=== Dataset excerpts ===

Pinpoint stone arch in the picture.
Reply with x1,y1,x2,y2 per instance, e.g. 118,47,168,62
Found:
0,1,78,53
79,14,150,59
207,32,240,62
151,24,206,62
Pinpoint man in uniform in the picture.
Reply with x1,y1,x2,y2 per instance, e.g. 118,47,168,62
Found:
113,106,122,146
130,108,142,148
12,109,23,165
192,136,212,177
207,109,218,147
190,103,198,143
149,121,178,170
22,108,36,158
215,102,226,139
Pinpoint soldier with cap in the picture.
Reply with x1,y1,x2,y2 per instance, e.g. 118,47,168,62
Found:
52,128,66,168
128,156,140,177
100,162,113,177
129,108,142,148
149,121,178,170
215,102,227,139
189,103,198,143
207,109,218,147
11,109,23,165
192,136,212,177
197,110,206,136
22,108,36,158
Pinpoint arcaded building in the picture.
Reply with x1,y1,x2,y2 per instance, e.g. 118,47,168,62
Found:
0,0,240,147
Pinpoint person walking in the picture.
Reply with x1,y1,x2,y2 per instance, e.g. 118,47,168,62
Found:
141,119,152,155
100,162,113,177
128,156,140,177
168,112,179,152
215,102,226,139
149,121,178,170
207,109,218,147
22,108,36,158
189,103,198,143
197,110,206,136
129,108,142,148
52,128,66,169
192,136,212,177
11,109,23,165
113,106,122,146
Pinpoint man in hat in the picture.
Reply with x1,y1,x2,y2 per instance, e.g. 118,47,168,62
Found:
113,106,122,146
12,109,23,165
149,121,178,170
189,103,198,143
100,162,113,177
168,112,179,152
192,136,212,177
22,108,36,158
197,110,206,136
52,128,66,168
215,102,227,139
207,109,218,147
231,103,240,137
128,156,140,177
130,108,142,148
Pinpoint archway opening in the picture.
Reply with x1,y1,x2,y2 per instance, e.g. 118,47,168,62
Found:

===

§ Exercise brief
Rescale the stretch from the line containing "Pinpoint man in hat in the picture." through the end of the records, reproducing every line in it with the requests included. Multiply each coordinate in the answers by 0.85 and round to whole numbers, with halves rounded up, but leave the requests and their sample values unchanged.

§ Response
Pinpoint man in hat in the picture.
Reply with x1,y1,x2,y2 per instance, e.g. 118,47,168,62
Found:
96,90,104,124
10,93,20,140
127,103,151,145
161,88,168,122
85,138,96,150
143,95,152,129
163,116,180,150
19,92,31,134
167,94,175,116
44,109,56,143
183,87,193,118
176,93,185,125
196,88,204,116
109,133,119,150
111,92,121,126
Pinpoint archway opening in the picture.
Reply with x1,y1,x2,y2 per instance, e.g. 118,47,168,62
Found:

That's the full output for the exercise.